- Problem
Can you give all the records again without altering a single character?

- Records for this exercise
-*-

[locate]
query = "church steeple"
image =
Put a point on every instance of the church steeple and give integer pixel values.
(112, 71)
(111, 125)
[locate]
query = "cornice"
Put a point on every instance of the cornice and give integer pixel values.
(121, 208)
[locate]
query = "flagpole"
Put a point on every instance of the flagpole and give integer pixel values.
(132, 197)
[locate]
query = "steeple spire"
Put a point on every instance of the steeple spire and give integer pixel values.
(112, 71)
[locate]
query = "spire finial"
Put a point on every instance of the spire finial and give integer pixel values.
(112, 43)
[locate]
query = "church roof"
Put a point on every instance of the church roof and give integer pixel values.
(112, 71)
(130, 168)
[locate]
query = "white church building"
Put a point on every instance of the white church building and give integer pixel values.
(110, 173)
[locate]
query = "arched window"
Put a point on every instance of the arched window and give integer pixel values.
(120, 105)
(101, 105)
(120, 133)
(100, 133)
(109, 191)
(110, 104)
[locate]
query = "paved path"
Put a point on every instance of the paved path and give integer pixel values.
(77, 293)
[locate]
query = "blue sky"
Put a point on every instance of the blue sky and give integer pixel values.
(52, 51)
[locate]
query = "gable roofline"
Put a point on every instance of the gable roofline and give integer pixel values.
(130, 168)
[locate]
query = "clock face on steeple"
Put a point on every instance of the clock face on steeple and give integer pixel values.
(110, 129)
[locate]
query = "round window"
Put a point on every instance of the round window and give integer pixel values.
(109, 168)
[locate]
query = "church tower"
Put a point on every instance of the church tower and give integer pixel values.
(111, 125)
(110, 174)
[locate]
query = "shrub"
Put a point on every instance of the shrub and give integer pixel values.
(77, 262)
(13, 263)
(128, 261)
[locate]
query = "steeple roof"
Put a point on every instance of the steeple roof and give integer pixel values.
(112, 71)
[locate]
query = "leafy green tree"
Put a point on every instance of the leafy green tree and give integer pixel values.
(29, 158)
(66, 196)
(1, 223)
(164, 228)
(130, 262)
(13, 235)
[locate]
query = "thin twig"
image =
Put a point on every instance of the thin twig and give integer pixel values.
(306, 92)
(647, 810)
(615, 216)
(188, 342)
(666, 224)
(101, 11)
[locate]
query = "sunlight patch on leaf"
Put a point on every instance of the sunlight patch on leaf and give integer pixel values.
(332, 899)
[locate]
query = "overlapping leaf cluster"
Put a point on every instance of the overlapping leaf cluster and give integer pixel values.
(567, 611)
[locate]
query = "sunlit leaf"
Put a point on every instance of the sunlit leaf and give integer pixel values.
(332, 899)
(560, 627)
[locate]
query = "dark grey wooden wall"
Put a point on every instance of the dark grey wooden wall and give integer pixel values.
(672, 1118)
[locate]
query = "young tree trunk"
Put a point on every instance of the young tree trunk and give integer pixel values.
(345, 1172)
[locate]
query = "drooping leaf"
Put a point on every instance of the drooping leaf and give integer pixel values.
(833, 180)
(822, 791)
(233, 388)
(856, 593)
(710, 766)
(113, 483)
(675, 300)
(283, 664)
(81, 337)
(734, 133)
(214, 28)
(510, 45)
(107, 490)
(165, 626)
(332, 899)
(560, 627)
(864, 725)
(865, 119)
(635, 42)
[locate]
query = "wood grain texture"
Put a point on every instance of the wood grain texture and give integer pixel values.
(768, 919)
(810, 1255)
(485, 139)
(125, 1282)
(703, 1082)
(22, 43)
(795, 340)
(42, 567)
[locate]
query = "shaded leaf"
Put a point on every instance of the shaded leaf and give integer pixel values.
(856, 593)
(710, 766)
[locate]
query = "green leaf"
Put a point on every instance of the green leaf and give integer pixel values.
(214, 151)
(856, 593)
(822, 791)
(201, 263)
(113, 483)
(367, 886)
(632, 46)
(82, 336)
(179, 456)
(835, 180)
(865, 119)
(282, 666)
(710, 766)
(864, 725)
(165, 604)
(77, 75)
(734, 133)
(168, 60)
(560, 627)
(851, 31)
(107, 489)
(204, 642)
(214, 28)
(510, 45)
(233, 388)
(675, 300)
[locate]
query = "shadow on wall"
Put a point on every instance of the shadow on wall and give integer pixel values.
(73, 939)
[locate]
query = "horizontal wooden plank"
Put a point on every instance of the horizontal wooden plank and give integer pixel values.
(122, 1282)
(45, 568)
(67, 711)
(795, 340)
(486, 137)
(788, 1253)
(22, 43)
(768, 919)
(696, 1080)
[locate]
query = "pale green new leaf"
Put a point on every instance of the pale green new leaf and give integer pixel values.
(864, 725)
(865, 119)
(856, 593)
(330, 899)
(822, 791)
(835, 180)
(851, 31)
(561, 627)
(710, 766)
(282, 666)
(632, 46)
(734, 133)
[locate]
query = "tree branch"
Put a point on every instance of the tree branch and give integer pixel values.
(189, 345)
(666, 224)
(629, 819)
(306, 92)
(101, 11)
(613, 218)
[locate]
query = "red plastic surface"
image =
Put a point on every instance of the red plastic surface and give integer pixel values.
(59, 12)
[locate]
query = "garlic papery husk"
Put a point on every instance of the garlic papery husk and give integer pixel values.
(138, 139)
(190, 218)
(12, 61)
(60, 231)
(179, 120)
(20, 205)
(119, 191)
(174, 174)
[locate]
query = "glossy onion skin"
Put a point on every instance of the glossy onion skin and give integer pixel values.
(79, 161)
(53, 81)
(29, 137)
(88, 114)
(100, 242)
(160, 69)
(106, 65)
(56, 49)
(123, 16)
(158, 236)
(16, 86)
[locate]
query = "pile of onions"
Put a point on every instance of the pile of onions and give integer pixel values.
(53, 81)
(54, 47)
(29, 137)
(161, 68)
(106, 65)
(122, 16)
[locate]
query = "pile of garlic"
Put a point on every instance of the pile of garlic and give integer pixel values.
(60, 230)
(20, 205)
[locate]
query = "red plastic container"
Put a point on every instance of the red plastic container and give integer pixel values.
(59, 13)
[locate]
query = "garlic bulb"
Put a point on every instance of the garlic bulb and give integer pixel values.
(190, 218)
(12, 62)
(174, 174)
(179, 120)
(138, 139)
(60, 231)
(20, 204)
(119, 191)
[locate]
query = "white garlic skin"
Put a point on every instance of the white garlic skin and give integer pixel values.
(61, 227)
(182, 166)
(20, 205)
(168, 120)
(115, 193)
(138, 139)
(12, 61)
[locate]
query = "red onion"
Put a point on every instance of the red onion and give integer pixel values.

-*-

- Task solution
[locate]
query = "church steeple"
image =
Put a point on every instance of the church steeple and give integer pixel values.
(112, 71)
(111, 125)
[locate]
query = "cornice"
Put a point on every instance of the cornice and give integer pixel values.
(121, 208)
[locate]
query = "flagpole"
Put a point on every instance of the flagpole and give integer pixel values.
(132, 197)
[locate]
query = "steeple spire"
Put a point on every instance of the steeple spire and give integer pixel values.
(112, 71)
[locate]
query = "spire finial"
Put a point on every instance of the spire finial and give integer pixel values.
(112, 43)
[locate]
query = "church roof"
Put a point on every instance of the church roof and give integer pixel values.
(112, 71)
(130, 168)
[locate]
query = "white church building"
Put a point on every instance of the white church building and give integer pixel values.
(110, 173)
[locate]
query = "arched window"
Put a point on every instance of the arched window and give integer pixel values.
(120, 105)
(101, 105)
(120, 133)
(100, 133)
(109, 191)
(110, 104)
[locate]
query = "paved path"
Put a point on every instance of the paved path and give integer pixel values.
(77, 293)
[locate]
query = "blue sky"
Put a point on every instance of the blue sky and give integer pixel values.
(52, 51)
[locate]
query = "gable roofline"
Put a point on every instance of the gable roofline and give integer pixel values.
(130, 168)
[locate]
query = "clock face on steeple"
Put a point on every instance of the clock face on steeple and give integer pixel values.
(110, 129)
[locate]
query = "round window"
Put a point on every instance of the round window and give integer pixel values.
(109, 168)
[locate]
query = "church tower"
Put a point on every instance of the church tower and give integer pixel values.
(111, 125)
(110, 174)
[locate]
query = "shrub"
Put a point on every instance of the shrub and give integer pixel values.
(77, 262)
(13, 263)
(128, 261)
[locate]
query = "steeple roof"
Put a point on every instance of the steeple roof and give integer pixel values.
(112, 71)
[locate]
query = "leafy green tree"
Put a point on every instance of the leafy green tree and give integer pixel values.
(29, 158)
(66, 196)
(1, 223)
(164, 228)
(130, 262)
(13, 235)
[locate]
query = "thin twig"
image =
Put a point on every instance of the thin twig and give integer pixel values.
(306, 92)
(647, 810)
(615, 216)
(188, 342)
(666, 224)
(101, 11)
[locate]
query = "sunlight patch on leaf"
Put a point on every instance of the sunlight patch on leaf and give integer pixel values.
(332, 899)
[locate]
query = "overlapping leaf cluster"
Put a point on every instance of the overlapping leaf cluster and give integer pixel values.
(567, 611)
[locate]
query = "sunlit leaf"
Put a point on every instance of the sunlit leaf and give integer pixel values.
(332, 899)
(560, 627)
[locate]
query = "dark grey wooden wall"
Put a point on every instance of the dark grey wooden wall and give integer pixel values.
(672, 1118)
[locate]
query = "young tree trunk"
Put a point on every instance of the young tree trunk and give integer pixel values.
(345, 1172)
[locate]
query = "drooping leaf"
Put a point on every instance of the drooping leaf and give integer pixel values.
(833, 180)
(822, 791)
(233, 388)
(856, 593)
(710, 766)
(113, 483)
(675, 300)
(283, 664)
(81, 337)
(734, 133)
(214, 28)
(510, 45)
(107, 490)
(165, 626)
(332, 899)
(560, 627)
(864, 725)
(865, 119)
(635, 42)
[locate]
query = "wood grain texture"
Put a point on every instance of the wood grain texture and give integer pixel values.
(768, 919)
(810, 1255)
(485, 139)
(125, 1282)
(703, 1082)
(22, 43)
(795, 340)
(42, 567)
[locate]
query = "shaded leaf"
Put a point on every instance of the shaded leaf and give integer pixel values.
(856, 593)
(710, 766)
[locate]
query = "green leaf"
Put a point on every instance of the green leaf and give integer pixel values.
(214, 151)
(856, 593)
(822, 791)
(201, 263)
(113, 483)
(367, 886)
(632, 46)
(82, 336)
(179, 456)
(835, 180)
(865, 119)
(282, 666)
(710, 766)
(864, 725)
(165, 604)
(77, 75)
(734, 133)
(168, 60)
(560, 627)
(851, 31)
(107, 489)
(204, 642)
(214, 28)
(510, 45)
(233, 388)
(675, 300)
[locate]
query = "shadow on wall"
Put a point on every instance of the shadow on wall and give integer pixel values.
(73, 939)
[locate]
query = "horizontal wooden plank"
Put a point on every instance of the horizontal wooden plank and give integer pixel values.
(122, 1282)
(45, 568)
(67, 711)
(795, 340)
(486, 137)
(788, 1253)
(22, 43)
(768, 919)
(696, 1080)
[locate]
query = "pale green new leaf"
Put a point on every instance of the pale green new leaf and give integer pixel values.
(864, 725)
(865, 119)
(856, 593)
(330, 899)
(822, 791)
(835, 180)
(851, 31)
(561, 627)
(710, 766)
(282, 666)
(632, 46)
(734, 133)
[locate]
query = "tree branch"
Put a point on every instance of the tree branch and give integer pixel values.
(189, 345)
(666, 224)
(629, 819)
(306, 92)
(101, 11)
(613, 218)
[locate]
query = "red plastic surface"
image =
Put a point on every instance of the red plastic surface and give integer pixel values.
(59, 12)
[locate]
query = "garlic papery husk"
Put a point on every instance of the garlic papery husk and give integer pixel values.
(138, 139)
(190, 218)
(12, 61)
(60, 231)
(179, 120)
(20, 205)
(119, 191)
(174, 174)
[locate]
query = "glossy onion skin"
Put a point on every instance of the glossy onion skin and give integer pixel values.
(79, 161)
(53, 81)
(29, 137)
(88, 114)
(100, 242)
(160, 69)
(106, 65)
(56, 49)
(123, 16)
(158, 236)
(16, 86)
[locate]
query = "pile of onions"
Put a point on every instance of the pile of onions and give integer pixel values.
(53, 81)
(54, 47)
(29, 137)
(161, 68)
(106, 65)
(122, 16)
[locate]
query = "pile of garlic"
Put a point on every instance of the pile of garlic and give integer pixel values.
(60, 230)
(20, 205)
[locate]
query = "red plastic container"
Put a point on every instance of the red plastic container and give integer pixel values.
(59, 13)
[locate]
query = "garlic bulb"
Put a point on every instance of the garlic bulb and give integer pixel values.
(190, 218)
(12, 62)
(174, 174)
(179, 120)
(138, 139)
(60, 231)
(20, 204)
(119, 191)
[locate]
query = "white garlic skin"
Put a point on every instance of the white garlic skin and give integer pixel values.
(61, 227)
(182, 166)
(20, 205)
(168, 120)
(115, 193)
(138, 139)
(12, 61)
[locate]
query = "red onion"
Put a point on every instance of the red onion and give integer pixel values.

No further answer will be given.